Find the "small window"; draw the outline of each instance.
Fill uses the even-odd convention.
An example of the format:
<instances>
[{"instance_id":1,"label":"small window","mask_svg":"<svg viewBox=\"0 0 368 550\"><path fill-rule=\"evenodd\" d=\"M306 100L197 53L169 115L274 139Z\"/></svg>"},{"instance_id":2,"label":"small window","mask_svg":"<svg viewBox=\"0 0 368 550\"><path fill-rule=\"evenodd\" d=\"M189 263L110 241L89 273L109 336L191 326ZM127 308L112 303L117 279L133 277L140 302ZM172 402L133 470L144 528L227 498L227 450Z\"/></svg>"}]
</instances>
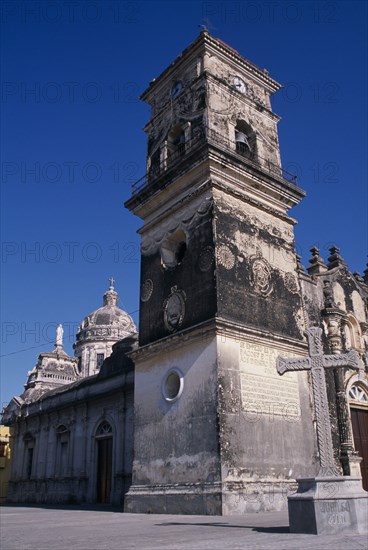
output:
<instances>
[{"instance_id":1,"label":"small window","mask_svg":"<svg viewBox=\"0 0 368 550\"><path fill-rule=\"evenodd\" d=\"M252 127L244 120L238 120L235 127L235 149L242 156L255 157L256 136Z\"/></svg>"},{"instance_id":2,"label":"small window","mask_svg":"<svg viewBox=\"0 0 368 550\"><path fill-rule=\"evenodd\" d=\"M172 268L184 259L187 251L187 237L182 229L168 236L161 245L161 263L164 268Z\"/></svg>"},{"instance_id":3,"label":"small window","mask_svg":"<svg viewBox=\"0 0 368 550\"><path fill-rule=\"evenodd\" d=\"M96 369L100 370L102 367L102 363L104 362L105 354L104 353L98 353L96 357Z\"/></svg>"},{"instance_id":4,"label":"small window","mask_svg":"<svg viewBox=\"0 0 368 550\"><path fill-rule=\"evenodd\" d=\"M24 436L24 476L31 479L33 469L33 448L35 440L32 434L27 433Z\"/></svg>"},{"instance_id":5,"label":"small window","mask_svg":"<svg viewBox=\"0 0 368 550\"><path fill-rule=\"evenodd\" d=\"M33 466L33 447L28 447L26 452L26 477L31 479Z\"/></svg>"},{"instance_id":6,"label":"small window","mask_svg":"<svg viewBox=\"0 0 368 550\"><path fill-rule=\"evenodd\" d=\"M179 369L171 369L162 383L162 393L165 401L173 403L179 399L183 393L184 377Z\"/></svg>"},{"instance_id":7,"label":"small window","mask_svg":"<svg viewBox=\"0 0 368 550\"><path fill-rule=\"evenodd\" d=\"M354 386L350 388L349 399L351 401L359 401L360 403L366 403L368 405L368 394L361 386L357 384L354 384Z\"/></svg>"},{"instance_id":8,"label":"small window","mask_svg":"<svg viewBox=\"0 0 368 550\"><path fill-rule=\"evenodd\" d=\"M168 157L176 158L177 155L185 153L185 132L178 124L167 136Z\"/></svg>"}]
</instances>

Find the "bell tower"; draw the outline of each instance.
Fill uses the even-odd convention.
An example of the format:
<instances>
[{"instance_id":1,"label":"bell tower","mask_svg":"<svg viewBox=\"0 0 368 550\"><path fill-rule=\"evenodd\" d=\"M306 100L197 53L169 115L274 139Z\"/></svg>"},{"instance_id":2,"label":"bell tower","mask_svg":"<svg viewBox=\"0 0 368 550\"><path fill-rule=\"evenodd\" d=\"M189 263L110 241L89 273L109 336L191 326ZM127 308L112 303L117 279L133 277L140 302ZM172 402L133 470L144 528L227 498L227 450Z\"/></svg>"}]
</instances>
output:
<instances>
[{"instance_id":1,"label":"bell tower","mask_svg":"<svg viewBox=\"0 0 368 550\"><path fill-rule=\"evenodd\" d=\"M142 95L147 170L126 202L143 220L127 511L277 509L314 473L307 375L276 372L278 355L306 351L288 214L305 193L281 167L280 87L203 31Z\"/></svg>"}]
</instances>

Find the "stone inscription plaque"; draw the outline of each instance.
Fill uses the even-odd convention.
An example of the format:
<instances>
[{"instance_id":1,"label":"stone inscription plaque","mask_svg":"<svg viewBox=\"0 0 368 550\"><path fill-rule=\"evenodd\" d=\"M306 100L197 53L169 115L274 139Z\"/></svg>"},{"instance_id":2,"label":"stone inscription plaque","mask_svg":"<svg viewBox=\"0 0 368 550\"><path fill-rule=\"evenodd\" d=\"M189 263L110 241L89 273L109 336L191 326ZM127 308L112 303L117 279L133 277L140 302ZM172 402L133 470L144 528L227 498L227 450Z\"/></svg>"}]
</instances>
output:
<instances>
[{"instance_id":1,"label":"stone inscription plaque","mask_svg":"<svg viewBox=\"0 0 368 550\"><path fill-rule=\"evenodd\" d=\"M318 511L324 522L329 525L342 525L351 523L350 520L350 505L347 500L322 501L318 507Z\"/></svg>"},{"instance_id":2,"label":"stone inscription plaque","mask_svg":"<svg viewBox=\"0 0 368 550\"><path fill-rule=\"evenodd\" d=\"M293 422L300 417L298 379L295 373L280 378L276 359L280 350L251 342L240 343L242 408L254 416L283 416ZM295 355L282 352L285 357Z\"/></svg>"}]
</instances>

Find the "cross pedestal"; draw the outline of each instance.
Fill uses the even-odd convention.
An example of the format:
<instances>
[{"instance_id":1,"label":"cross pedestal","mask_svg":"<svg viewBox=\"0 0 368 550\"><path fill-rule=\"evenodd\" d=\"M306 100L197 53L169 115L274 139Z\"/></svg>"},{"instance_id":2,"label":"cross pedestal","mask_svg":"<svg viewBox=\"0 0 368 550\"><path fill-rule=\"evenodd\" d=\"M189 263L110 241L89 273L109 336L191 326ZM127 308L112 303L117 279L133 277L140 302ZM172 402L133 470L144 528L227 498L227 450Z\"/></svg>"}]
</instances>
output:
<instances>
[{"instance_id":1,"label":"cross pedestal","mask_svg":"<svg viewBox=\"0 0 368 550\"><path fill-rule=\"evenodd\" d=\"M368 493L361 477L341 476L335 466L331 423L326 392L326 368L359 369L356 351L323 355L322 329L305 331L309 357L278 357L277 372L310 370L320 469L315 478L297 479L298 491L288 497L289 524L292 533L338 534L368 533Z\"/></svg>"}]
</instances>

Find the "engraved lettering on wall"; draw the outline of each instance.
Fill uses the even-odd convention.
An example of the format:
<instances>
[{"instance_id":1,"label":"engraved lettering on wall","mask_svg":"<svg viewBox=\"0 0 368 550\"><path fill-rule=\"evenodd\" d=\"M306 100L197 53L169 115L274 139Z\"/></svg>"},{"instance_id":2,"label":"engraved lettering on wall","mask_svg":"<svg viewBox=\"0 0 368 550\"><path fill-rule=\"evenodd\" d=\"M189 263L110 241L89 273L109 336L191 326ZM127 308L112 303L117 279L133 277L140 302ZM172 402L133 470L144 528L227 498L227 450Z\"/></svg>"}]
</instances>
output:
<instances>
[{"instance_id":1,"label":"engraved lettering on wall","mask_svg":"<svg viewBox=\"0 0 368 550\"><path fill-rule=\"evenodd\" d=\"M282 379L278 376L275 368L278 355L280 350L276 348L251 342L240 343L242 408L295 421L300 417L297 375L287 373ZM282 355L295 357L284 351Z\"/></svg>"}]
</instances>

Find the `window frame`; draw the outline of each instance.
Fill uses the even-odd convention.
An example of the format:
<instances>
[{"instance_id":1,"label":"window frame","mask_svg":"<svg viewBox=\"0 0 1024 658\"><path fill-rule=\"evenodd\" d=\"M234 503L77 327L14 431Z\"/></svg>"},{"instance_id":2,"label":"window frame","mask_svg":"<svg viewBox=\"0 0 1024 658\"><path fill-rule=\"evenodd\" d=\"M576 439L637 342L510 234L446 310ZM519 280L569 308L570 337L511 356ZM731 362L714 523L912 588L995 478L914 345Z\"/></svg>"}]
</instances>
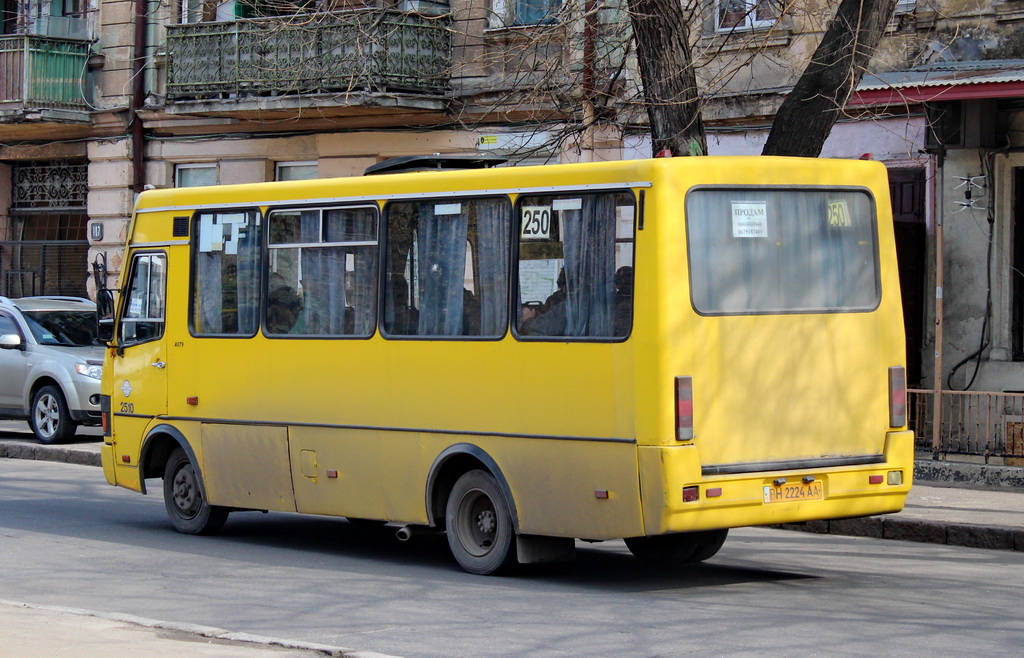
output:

Assignment - Return every line above that contains the word "Find".

Output of the exercise -
Find the "small window"; draw the outline of each instance.
Find the "bell tower"; draw the outline of each instance.
Find the "stone inscription plaque"; draw the outline of each instance.
Find the "cross pedestal"; draw the outline of each instance.
Find the "engraved lettering on wall"; draw the outline of each instance.
Find the `window frame`; draw the outline of each instance.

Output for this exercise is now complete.